Exactly as written, set down each line of the data below except its pictures.

-.-.-

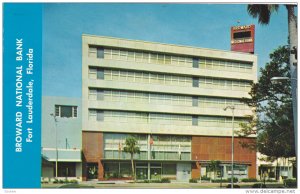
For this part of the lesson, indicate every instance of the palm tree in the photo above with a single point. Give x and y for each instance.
(263, 12)
(214, 166)
(132, 148)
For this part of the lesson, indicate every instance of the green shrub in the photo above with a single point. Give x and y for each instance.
(234, 186)
(271, 181)
(220, 181)
(73, 181)
(165, 180)
(235, 180)
(205, 178)
(228, 180)
(290, 183)
(155, 181)
(259, 185)
(249, 180)
(193, 181)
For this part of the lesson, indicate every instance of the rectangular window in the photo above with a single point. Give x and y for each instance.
(100, 53)
(195, 82)
(195, 63)
(100, 74)
(65, 111)
(195, 101)
(100, 116)
(92, 51)
(195, 120)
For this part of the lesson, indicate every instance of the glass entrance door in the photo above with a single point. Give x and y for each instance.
(141, 173)
(155, 173)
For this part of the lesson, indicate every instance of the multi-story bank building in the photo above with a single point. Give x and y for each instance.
(172, 99)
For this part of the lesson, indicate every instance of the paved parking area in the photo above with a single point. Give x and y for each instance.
(124, 185)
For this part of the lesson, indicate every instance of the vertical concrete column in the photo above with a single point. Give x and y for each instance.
(149, 147)
(196, 170)
(149, 155)
(148, 170)
(84, 170)
(100, 170)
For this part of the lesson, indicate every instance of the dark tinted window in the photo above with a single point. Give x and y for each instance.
(242, 34)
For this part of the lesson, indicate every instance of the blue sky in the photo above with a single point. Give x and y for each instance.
(199, 25)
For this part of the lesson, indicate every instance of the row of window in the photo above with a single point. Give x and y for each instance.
(213, 64)
(163, 119)
(164, 59)
(65, 111)
(163, 79)
(158, 155)
(163, 99)
(143, 77)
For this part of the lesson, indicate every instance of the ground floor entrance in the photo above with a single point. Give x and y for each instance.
(147, 170)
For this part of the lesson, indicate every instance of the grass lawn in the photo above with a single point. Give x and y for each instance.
(68, 186)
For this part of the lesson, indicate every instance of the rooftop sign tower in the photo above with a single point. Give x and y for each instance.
(242, 38)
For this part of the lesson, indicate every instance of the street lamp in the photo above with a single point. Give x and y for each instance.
(55, 121)
(232, 138)
(275, 80)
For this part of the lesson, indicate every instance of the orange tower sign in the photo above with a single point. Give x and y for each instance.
(242, 38)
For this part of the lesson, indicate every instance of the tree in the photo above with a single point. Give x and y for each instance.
(263, 12)
(214, 166)
(273, 120)
(132, 148)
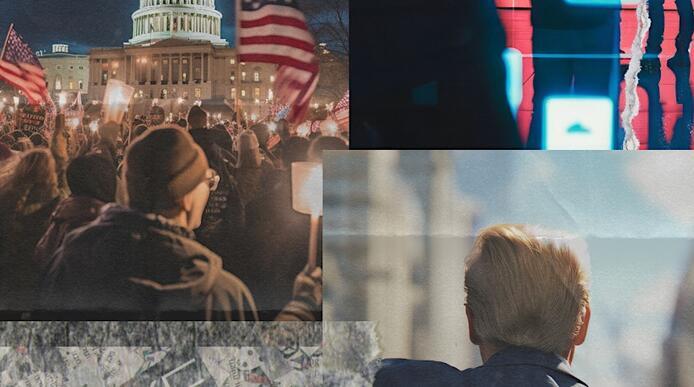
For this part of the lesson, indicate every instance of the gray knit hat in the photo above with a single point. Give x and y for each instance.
(161, 167)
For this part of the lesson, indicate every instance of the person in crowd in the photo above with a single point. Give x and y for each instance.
(575, 52)
(527, 311)
(107, 146)
(197, 118)
(276, 234)
(263, 134)
(284, 135)
(22, 144)
(182, 122)
(221, 229)
(197, 121)
(92, 183)
(323, 143)
(5, 152)
(294, 149)
(27, 200)
(249, 167)
(458, 90)
(139, 131)
(141, 261)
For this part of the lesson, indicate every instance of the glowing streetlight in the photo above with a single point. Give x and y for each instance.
(329, 127)
(304, 129)
(307, 198)
(62, 100)
(116, 100)
(272, 125)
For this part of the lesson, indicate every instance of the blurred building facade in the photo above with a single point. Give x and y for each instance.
(66, 72)
(176, 55)
(395, 239)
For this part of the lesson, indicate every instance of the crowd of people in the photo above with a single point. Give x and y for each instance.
(183, 220)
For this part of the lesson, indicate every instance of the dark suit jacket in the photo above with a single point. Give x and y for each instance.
(518, 367)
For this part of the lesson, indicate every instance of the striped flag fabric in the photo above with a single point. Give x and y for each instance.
(341, 111)
(20, 68)
(275, 31)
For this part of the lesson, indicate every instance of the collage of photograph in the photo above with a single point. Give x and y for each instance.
(405, 193)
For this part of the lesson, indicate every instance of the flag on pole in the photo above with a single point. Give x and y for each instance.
(279, 111)
(76, 110)
(20, 68)
(276, 32)
(341, 112)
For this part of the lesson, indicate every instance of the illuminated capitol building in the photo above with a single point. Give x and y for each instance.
(176, 55)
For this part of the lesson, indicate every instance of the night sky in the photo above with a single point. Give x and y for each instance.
(83, 24)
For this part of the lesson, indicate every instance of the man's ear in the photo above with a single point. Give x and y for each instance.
(470, 325)
(583, 332)
(187, 202)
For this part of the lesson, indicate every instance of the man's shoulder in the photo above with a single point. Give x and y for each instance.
(405, 373)
(401, 372)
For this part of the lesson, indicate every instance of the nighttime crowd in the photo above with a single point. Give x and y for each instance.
(188, 220)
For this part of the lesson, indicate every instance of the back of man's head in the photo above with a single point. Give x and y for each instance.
(109, 131)
(161, 167)
(197, 118)
(526, 288)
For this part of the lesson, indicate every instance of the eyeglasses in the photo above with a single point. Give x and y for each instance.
(212, 179)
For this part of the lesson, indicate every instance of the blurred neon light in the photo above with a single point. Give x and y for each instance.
(578, 123)
(601, 3)
(513, 59)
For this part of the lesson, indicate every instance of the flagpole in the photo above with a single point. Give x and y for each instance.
(238, 65)
(4, 46)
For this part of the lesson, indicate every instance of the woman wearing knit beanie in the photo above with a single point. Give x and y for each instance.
(142, 262)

-.-.-

*Solution:*
For this part of the lesson, indicate every instance of the palm tree in the photo above with a single point. Give x and y for each instance.
(263, 12)
(214, 166)
(132, 148)
For this part of the lesson, indicate every instance of the green shrub in the photo above with a single point. Give x and y for each instance.
(234, 186)
(271, 181)
(220, 181)
(73, 181)
(165, 180)
(235, 180)
(205, 178)
(228, 180)
(290, 183)
(155, 181)
(259, 185)
(249, 180)
(193, 181)
For this part of the lesson, indicate every instance of the rectangular window in the photo above with a single point. Give x and y for each instance.
(100, 53)
(195, 82)
(195, 63)
(100, 74)
(65, 111)
(195, 101)
(100, 116)
(92, 51)
(195, 120)
For this part of the lesson, indicate every instance of the glass entrance door in the photo above with a single point. Give x and y for each instance.
(141, 173)
(155, 173)
For this part of the lesson, indicate every instance of the multi-story bank building in the photo above with a single point. Give x and y for each instance.
(172, 99)
For this part of the lesson, indicate every instance of the paved parking area in the photo above with a single point. Give x and y for each instance.
(124, 185)
For this part of the lesson, indicate every instance of the vertical concrete column in the photo above with a single point. Give x and y for each instance.
(149, 147)
(196, 170)
(149, 155)
(148, 170)
(84, 170)
(100, 170)
For this part of the lesson, indicate every instance of the dark tinted window in the photo above with a single point. Give x and y for each instance.
(242, 34)
For this part of the lesson, indicate every instance of the blue sky in the photo above with a single point. Give x and y for each instance.
(199, 25)
For this part of the lesson, indicate every instance of the row of window in the photo above with a single point. Give x and y for each instance.
(213, 64)
(163, 119)
(164, 59)
(65, 111)
(163, 79)
(158, 155)
(163, 99)
(143, 77)
For this part of the lesson, indicate every instance of the ground floor entrance in the photo above with a single point. Give x and y for each instance.
(147, 170)
For this part of the lesson, indicate every instance of the grass lawn in the photo above with a single point. Give x and y for each instance.
(68, 186)
For this part of the lesson, indicate every instance of the rooftop sign tower in the photo above with a single point. Give x and y for each instance.
(242, 38)
For this part of the lesson, indicate every instance of the street lamp in the photo above with a single point. Give x and y for each instance.
(55, 121)
(232, 138)
(275, 80)
For this part of the lesson, indicate every instance of the orange tower sign in the photo above with a single point. Give x and y for each instance.
(242, 38)
For this part of the lesson, indicate every instance of the tree in the photo above with a single point. Give x and y for each instance.
(263, 12)
(214, 166)
(273, 120)
(132, 148)
For this part of the lesson, indicate every instance of the gray knit hat in the photo above with a single point. Give x and y for each instance.
(161, 167)
For this part of the lesson, indicate every instance of the person in crowd in the photo above with a single point. Give x and y for each instance.
(575, 52)
(527, 311)
(107, 146)
(197, 118)
(276, 234)
(263, 134)
(284, 135)
(22, 144)
(182, 122)
(221, 229)
(197, 121)
(92, 183)
(323, 143)
(5, 152)
(294, 149)
(27, 200)
(249, 167)
(458, 90)
(139, 131)
(141, 261)
For this part of the lesson, indicate every instance of the glowing streetlight in the photo above with a single point. Give x and y for each instance.
(329, 127)
(304, 129)
(307, 198)
(62, 100)
(116, 100)
(272, 125)
For this part of the lesson, indicate every instance of the blurred building facade in the photo above with a single point. Give x and y for each instance.
(66, 72)
(176, 55)
(395, 239)
For this part of the lesson, indicate every instance of the crowd of people in the photo above with a single point. Give x and y for each instance.
(183, 220)
For this part of the lesson, indicate every instance of the dark suit jacket in the photo above with a single point. Give x and y for each instance.
(518, 367)
For this part of the lesson, indicate every instance of the striped flag fabric in the photo above with a single point. Give x and y for each instance.
(341, 111)
(20, 68)
(275, 31)
For this part of the lesson, indicate every instance of the collage of photograph in the photo above with a single point. Give x and y for each instance.
(405, 193)
For this part of the lesson, indicate every instance of the flag on pole in the photo above with a single point. Give x and y for each instance.
(279, 111)
(76, 110)
(20, 68)
(276, 32)
(341, 112)
For this part of the lesson, indicate every instance of the illuminated capitol building in the photo above with a single point. Give x and y for each instance.
(176, 55)
For this part of the lesson, indicate every instance of the night sky in the photo above with a single point. Give x and y for each instance.
(83, 24)
For this part of the lesson, indicate every instance of the man's ear in the photo above with a single point. Give x and y for each instance.
(470, 325)
(583, 332)
(187, 202)
For this part of the lesson, indicate every instance of the man's shoulder in the photo above with a single point. Give x and y for each instance.
(405, 373)
(401, 372)
For this part of the lesson, indicate every instance of the nighttime crowd in the photo above with a single point. Give x and y for each instance.
(188, 220)
For this part of the lesson, indicate every instance of the back of man's head in the photo above with a single point. Give x and y for each instance.
(109, 131)
(161, 167)
(197, 118)
(526, 288)
For this part of the lesson, indicate every instance of the eyeglasses in the photo above with a single point. Give x and y for each instance.
(212, 179)
For this part of the lesson, indicate every instance of the blurred neon light in the photo above with a single point. Give x and y for each instance.
(578, 123)
(601, 3)
(513, 59)
For this part of the lesson, indicate every instance of the flagpole in the photo above with a single point. Give x and y for each instance.
(238, 65)
(4, 46)
For this part of the lesson, indicate every instance of the woman wearing knit beanie in the photo above with a single point. Give x and y for each instance.
(142, 262)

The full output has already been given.